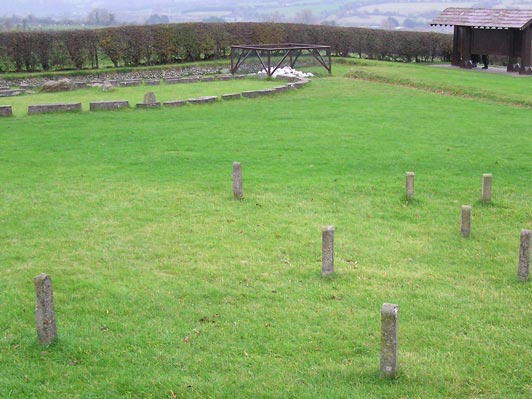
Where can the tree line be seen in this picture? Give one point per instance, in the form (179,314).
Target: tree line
(175,43)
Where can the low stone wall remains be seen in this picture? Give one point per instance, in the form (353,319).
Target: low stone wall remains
(176,103)
(108,105)
(202,100)
(6,110)
(47,108)
(294,83)
(233,96)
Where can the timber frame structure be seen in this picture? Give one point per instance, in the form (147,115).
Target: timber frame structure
(290,51)
(490,32)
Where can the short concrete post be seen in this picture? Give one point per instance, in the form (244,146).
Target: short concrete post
(409,185)
(465,229)
(44,312)
(523,271)
(486,187)
(389,340)
(327,250)
(237,180)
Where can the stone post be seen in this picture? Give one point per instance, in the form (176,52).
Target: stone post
(409,185)
(486,187)
(465,229)
(44,312)
(237,180)
(327,250)
(389,340)
(523,272)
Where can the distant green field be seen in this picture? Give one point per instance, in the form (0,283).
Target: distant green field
(167,287)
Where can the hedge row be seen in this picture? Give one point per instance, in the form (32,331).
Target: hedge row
(174,43)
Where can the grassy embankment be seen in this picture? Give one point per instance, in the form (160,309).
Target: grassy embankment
(167,287)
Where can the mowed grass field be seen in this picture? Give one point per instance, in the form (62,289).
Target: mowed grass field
(167,287)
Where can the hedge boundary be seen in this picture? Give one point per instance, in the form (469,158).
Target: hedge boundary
(133,46)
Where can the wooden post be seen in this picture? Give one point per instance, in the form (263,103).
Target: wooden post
(526,52)
(455,56)
(44,311)
(465,47)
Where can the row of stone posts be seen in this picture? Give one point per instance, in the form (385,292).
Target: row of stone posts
(47,329)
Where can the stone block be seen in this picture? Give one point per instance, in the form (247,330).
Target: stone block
(108,105)
(327,250)
(523,271)
(251,93)
(202,100)
(389,340)
(44,311)
(487,179)
(6,110)
(465,229)
(234,96)
(175,103)
(152,105)
(237,181)
(48,108)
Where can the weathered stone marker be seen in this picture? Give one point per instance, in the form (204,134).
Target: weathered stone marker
(523,272)
(150,101)
(44,312)
(389,340)
(149,98)
(409,185)
(486,187)
(327,250)
(465,228)
(237,180)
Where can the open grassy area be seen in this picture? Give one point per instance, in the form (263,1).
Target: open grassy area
(167,287)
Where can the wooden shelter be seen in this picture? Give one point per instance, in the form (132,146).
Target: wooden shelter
(490,32)
(286,51)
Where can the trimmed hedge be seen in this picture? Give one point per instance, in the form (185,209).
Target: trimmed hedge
(174,43)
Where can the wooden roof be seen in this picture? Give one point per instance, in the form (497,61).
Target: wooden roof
(484,18)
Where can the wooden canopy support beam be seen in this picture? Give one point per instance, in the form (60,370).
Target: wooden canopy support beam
(291,51)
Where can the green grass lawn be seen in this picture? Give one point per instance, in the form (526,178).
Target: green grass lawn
(501,88)
(167,287)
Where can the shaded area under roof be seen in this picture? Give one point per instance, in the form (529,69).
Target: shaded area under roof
(484,18)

--

→ Set task:
Copy all of the records above without the pictures, substituting "occurrence" for every "instance" and leaving everything else unchanged.

→ Answer for this exercise:
Where can the tree line be seen in this picture? Give one point per occurrence, in the form (179,314).
Target: tree line
(175,43)
Where can the low stone wall remains be seen in this picture? Give one point per occurrence, in the form (353,319).
Target: low stone wall remains
(176,103)
(108,105)
(202,100)
(6,110)
(47,108)
(294,83)
(233,96)
Where can the timber frame structure be seen in this picture? Give one point per occurrence, in the form (147,115).
Target: timber frame structure
(290,51)
(490,32)
Where can the short concrete post be seen in this picture? Give one point per occurrence, in the form (244,146).
Target: short concrete post
(409,185)
(465,229)
(44,312)
(523,271)
(486,187)
(389,340)
(327,250)
(237,180)
Where can the stone post be seen in this picture? Give one point per occurrence, in the form (176,52).
Target: stone post
(409,185)
(486,187)
(465,229)
(44,312)
(237,180)
(327,250)
(389,340)
(523,272)
Where can the distant green field be seen in this picture? Give one point per occurrence, in the form (0,283).
Target: distant green field
(167,287)
Where can the hedge row be seen in this picture? Give one point per occurrence, in the form (32,331).
Target: hedge row
(174,43)
Where can the grassy embankment be seen in this picture? Give one point per occurrence, in the form (160,309).
Target: grassy embankment
(167,287)
Where can the mowed grass field be seen in this picture? Give one point per occurrence, in the form (62,289).
Target: mowed grass field
(167,287)
Where can the hedge boundary be seen in this picture? Give one point per occurrence, in the form (469,158).
Target: hedge boundary
(133,46)
Where can the wooden post be seen in this picture? Give one point per occurrence, in the form (263,103).
Target: wooden post
(526,52)
(455,56)
(44,311)
(465,47)
Where can the row of stone posts be seen in this picture? Give one point per occurrence, in the form (385,292).
Target: row of stone posts
(47,329)
Where can the stone block be seen in this picture? Give one point per occurrence, in the form (247,330).
Target: stone block
(108,105)
(327,250)
(523,271)
(251,93)
(202,100)
(389,340)
(44,311)
(487,179)
(6,110)
(465,229)
(234,96)
(175,103)
(152,105)
(237,181)
(48,108)
Where can the weathered stone marker be seen in this picture? Give one point per occurrence, in the form (204,134).
Target: weathered stone marker
(523,272)
(150,101)
(44,312)
(389,340)
(149,98)
(409,185)
(486,187)
(327,250)
(465,228)
(237,180)
Where can the open grassy area be seen in this picture? Give one point per occurrence, in the form (263,1).
Target: open grassy area
(167,287)
Where can the wooden shelter be seen in this picture? Give one point per occurrence, in the form (132,146).
Target: wooden shelter
(490,32)
(286,51)
Where can the trimmed hedge be seen in this picture? Give one point per occurrence, in the form (185,209).
Target: trimmed hedge
(174,43)
Where can the wooden roof be seen in this picture? Give one point per occurrence, in the form (497,61).
Target: wooden roof
(484,18)
Where can the wooden canopy support beam be seen in this picture? Give one point per occurrence, in the form (60,370).
Target: wooden canopy support beam
(291,51)
Where can the green grass lawn be seen in this picture? Give one point per occurrence, in the form (526,178).
Target: green grass lawn
(501,88)
(167,287)
Where can the shaded area under roof be seen in this picture? Give one point per occurrence, in the form (529,69).
Target: shaded area under roof
(484,18)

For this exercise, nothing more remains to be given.